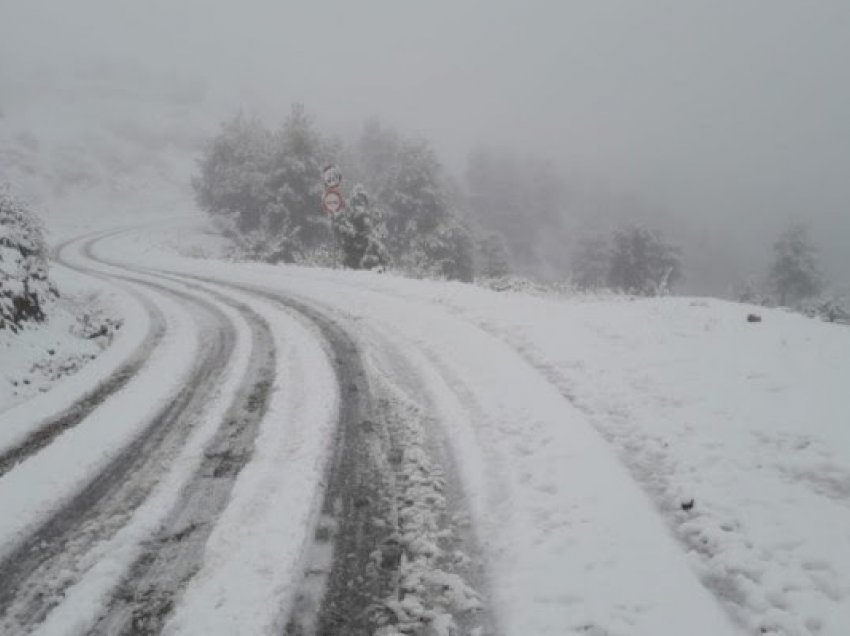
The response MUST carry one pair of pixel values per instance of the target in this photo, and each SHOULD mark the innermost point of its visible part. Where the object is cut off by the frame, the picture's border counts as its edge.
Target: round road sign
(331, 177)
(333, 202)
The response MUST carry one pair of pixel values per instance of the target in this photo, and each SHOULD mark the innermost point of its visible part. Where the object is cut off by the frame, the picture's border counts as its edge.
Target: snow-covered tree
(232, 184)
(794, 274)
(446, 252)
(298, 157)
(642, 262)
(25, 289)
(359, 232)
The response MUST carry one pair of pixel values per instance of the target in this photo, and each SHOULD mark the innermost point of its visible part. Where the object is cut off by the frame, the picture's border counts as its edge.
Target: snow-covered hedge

Activity:
Set down the material above word for word and skip its pictures.

Your response:
The response MUST carry one pair of pixel values per instance of the target in this photo, and each SHOULD mark the innermost point of its visible part. Where the object is cut off by the frame, the picture's border counts as its edge.
Target: round road sign
(331, 177)
(333, 202)
The response MUST carry one pair of pixel values per instance of the target in this photo, and each SHOULD mark the innermost point of its visible part. Where the object is cut off by the frame, the picture's border counts as its edge.
Target: snow-covered tree
(232, 184)
(794, 274)
(446, 252)
(298, 157)
(642, 262)
(25, 289)
(359, 232)
The response MUST carry one pair of pixel values per instance of the target in this photo, and each SHOULD mark the innermost point of its visible part. Where the object is cut off by the frame, the picture's border counts as its edge.
Target: snow-covered hedge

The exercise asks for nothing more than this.